**Text under study**
Green Plastic Althernatives: Self-Healing Plastics and Renewable Polymers
Petroleum-based plastic has spent a long time near the top of green hit lists; however, recent innovations in bioplastics are providing exciting new alternatives. Scientists at Iowa State University are working on a new substitute for petroleum resins that could potentially outshine previous endeavors in the war on plastic. "Multifunctional renewable polymers" (aka self-healing plastics) have the ability to naturally repair themselves to prevent small surface cracks from becoming larger, permanent fractures. Also, a group at the Fronhaufer Institute in Germany is developing similar material inspired by the rubber tree.
In June, Associate Professor Michael Kessler of ISU received a $400,000 National Science Foundation CAREER Award for his research in self-healing plastics. Alonside his collaborator, Distinguished Professor Richard Larock, Kessler has made substantial progress demonstrating how polymers derived from vegetable oils are "excellent alternatives to petroleum-based resins for both environmental and economic reasons," according to Kessler in his NSF proposal. Kessler contends that polymers possess "great potential" for solving issues of micro-cracking and hidden damage. These may sound like minor concerns, but for lightweight composites used in aerospace structures, prevention could be life saving.

**Problem description**
Copy the stretch from "Green Plastic Althernatives: Self-Healing" through "the rubber tree." in the self-healing plastics article, swapping "Scientists" for "Researchers".

**Dataset excerpts**
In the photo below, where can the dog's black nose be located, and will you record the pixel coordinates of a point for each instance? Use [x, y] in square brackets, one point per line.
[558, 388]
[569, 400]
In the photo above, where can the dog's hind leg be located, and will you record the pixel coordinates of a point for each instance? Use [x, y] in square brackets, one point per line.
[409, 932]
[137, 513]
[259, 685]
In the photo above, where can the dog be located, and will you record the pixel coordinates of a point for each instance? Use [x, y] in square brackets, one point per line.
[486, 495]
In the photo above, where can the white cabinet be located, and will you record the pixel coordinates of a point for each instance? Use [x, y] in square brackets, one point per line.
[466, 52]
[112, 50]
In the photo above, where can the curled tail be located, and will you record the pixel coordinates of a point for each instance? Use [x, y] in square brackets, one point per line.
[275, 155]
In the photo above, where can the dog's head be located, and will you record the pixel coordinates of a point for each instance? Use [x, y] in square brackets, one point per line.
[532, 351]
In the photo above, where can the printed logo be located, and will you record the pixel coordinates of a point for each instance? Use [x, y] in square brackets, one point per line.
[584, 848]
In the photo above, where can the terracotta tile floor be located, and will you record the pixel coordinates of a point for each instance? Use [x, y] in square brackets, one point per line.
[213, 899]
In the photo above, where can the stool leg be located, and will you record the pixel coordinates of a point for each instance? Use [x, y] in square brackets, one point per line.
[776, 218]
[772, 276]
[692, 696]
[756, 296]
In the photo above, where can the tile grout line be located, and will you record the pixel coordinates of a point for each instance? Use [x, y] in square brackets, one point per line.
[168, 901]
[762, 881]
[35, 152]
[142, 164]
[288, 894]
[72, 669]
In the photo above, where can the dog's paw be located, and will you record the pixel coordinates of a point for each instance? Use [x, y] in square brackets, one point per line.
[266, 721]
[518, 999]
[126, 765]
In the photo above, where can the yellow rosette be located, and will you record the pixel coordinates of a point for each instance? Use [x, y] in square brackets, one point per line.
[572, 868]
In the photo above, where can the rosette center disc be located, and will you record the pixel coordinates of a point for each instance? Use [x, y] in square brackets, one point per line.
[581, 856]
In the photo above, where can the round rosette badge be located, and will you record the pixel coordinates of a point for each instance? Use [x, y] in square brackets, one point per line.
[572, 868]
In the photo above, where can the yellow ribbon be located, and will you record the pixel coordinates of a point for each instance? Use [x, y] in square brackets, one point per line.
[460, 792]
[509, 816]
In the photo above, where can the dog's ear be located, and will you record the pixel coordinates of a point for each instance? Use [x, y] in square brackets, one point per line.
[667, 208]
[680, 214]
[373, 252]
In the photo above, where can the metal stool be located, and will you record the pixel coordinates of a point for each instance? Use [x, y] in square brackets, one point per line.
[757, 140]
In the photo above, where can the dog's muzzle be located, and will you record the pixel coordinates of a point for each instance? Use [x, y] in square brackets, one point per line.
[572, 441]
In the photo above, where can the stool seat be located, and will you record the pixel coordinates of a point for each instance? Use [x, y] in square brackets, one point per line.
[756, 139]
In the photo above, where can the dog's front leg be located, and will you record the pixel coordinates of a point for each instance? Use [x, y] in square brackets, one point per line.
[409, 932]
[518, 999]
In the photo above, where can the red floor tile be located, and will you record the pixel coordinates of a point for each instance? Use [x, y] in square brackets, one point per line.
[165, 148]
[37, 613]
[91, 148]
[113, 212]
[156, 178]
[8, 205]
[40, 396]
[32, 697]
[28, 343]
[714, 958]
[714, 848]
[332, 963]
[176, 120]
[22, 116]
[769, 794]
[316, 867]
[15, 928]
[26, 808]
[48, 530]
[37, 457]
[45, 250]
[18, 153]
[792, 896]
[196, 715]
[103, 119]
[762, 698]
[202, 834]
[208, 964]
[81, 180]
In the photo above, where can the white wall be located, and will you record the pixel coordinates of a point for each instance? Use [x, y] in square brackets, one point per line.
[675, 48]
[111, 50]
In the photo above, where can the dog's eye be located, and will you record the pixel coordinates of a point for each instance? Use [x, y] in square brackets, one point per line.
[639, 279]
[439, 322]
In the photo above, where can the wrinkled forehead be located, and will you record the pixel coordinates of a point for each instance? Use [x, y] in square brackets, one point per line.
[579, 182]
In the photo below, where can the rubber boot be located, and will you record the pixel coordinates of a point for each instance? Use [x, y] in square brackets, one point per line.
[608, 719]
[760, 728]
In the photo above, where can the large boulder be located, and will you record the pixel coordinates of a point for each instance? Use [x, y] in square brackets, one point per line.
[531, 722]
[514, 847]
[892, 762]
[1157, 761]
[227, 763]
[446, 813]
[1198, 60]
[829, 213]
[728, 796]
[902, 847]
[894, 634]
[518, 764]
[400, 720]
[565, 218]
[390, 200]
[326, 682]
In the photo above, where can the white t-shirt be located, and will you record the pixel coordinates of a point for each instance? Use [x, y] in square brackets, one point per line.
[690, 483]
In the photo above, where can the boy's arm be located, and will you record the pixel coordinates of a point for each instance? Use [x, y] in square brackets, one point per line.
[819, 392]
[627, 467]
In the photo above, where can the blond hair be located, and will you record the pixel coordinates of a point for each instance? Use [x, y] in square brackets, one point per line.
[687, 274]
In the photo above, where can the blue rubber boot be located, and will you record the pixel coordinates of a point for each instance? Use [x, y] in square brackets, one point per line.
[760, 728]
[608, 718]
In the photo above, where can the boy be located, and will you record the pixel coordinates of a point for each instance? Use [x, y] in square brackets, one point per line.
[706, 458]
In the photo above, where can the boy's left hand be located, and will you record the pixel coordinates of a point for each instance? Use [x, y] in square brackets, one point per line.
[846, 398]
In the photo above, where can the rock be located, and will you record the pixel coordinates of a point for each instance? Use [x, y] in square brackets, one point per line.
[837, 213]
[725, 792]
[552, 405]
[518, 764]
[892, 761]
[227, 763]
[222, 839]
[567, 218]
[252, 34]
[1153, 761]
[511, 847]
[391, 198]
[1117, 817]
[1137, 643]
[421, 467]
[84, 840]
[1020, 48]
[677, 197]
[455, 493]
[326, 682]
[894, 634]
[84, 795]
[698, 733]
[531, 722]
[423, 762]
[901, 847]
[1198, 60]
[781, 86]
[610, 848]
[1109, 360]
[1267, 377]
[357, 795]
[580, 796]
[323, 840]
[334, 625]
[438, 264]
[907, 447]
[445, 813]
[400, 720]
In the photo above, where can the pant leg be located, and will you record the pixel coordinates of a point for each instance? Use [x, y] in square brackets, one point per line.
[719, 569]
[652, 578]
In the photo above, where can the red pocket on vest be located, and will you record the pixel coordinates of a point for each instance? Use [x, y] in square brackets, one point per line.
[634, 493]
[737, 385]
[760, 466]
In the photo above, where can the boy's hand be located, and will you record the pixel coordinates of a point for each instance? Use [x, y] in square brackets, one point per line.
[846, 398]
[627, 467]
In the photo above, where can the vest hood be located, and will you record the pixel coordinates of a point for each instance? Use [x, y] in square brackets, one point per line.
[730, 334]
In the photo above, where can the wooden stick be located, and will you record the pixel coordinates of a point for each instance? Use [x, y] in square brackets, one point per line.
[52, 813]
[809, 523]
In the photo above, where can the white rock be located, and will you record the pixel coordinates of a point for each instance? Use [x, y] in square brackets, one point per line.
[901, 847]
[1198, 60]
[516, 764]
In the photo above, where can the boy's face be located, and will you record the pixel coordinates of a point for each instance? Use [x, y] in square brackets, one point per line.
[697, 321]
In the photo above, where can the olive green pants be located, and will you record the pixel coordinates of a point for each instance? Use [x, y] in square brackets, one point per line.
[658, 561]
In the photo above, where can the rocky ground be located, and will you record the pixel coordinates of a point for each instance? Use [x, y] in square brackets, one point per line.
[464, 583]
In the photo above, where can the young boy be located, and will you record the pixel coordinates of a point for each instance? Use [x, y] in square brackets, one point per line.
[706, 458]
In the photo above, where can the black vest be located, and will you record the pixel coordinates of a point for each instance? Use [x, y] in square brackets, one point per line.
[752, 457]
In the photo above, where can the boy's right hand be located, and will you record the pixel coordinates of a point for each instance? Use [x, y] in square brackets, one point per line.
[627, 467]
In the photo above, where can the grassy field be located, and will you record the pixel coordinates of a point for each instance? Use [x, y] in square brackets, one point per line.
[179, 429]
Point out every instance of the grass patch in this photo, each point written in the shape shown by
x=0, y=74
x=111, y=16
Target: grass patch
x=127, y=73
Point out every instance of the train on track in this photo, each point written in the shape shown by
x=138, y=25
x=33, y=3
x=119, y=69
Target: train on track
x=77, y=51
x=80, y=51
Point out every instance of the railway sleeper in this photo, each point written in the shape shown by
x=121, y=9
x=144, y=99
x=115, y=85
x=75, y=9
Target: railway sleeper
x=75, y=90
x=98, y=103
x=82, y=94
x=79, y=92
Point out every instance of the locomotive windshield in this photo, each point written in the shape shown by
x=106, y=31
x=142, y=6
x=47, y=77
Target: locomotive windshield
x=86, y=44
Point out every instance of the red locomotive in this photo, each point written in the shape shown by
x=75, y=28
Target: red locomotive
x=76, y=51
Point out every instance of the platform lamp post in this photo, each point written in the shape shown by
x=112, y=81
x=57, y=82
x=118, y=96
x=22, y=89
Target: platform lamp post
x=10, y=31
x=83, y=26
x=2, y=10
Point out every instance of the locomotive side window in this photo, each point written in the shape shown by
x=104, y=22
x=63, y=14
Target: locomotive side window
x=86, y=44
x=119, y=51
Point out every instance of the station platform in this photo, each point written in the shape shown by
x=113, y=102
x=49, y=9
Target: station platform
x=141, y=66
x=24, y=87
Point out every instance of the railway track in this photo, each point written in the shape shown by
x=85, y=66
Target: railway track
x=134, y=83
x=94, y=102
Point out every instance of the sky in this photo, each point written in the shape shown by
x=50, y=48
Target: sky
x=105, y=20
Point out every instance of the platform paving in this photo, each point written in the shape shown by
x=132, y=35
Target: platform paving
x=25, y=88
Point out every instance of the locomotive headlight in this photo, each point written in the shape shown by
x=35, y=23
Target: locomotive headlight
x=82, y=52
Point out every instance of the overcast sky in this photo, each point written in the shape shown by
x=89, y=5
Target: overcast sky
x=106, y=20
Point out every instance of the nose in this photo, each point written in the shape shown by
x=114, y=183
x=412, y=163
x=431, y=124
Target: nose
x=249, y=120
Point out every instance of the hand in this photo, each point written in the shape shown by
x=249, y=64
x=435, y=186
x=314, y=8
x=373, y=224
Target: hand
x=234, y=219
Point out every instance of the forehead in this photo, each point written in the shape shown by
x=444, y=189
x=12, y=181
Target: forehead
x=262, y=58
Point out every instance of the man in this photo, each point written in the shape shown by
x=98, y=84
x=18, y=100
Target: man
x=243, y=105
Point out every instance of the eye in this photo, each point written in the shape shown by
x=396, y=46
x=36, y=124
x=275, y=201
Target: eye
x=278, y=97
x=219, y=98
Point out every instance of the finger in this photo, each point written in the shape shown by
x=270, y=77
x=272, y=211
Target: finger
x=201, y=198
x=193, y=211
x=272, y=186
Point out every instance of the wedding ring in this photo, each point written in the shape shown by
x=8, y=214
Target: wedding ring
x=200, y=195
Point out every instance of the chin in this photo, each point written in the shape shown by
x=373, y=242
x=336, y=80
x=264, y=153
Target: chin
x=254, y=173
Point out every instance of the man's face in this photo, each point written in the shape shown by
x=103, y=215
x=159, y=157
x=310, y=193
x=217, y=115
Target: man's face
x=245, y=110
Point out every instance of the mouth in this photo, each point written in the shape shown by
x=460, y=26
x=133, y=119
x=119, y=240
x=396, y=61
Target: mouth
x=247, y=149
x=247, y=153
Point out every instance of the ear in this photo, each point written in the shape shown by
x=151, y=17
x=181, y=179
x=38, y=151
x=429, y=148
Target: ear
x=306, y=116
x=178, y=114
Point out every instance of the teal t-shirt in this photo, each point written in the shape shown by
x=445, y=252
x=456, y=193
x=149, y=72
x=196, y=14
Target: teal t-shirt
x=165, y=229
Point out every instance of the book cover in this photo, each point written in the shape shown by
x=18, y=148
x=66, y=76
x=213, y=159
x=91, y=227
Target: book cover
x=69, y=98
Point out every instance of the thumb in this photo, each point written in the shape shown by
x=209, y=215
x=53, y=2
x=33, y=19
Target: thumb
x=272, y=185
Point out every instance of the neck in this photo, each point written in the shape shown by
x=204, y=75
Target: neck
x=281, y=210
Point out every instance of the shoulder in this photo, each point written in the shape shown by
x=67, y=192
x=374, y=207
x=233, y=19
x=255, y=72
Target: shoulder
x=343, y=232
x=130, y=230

**Solution to this exercise**
Green Plastic Althernatives: Self-Healing Plastics and Renewable Polymers
Petroleum-based plastic has spent a long time near the top of green hit lists; however, recent innovations in bioplastics are providing exciting new alternatives. Researchers at Iowa State University are working on a new substitute for petroleum resins that could potentially outshine previous endeavors in the war on plastic. "Multifunctional renewable polymers" (aka self-healing plastics) have the ability to naturally repair themselves to prevent small surface cracks from becoming larger, permanent fractures. Also, a group at the Fronhaufer Institute in Germany is developing similar material inspired by the rubber tree.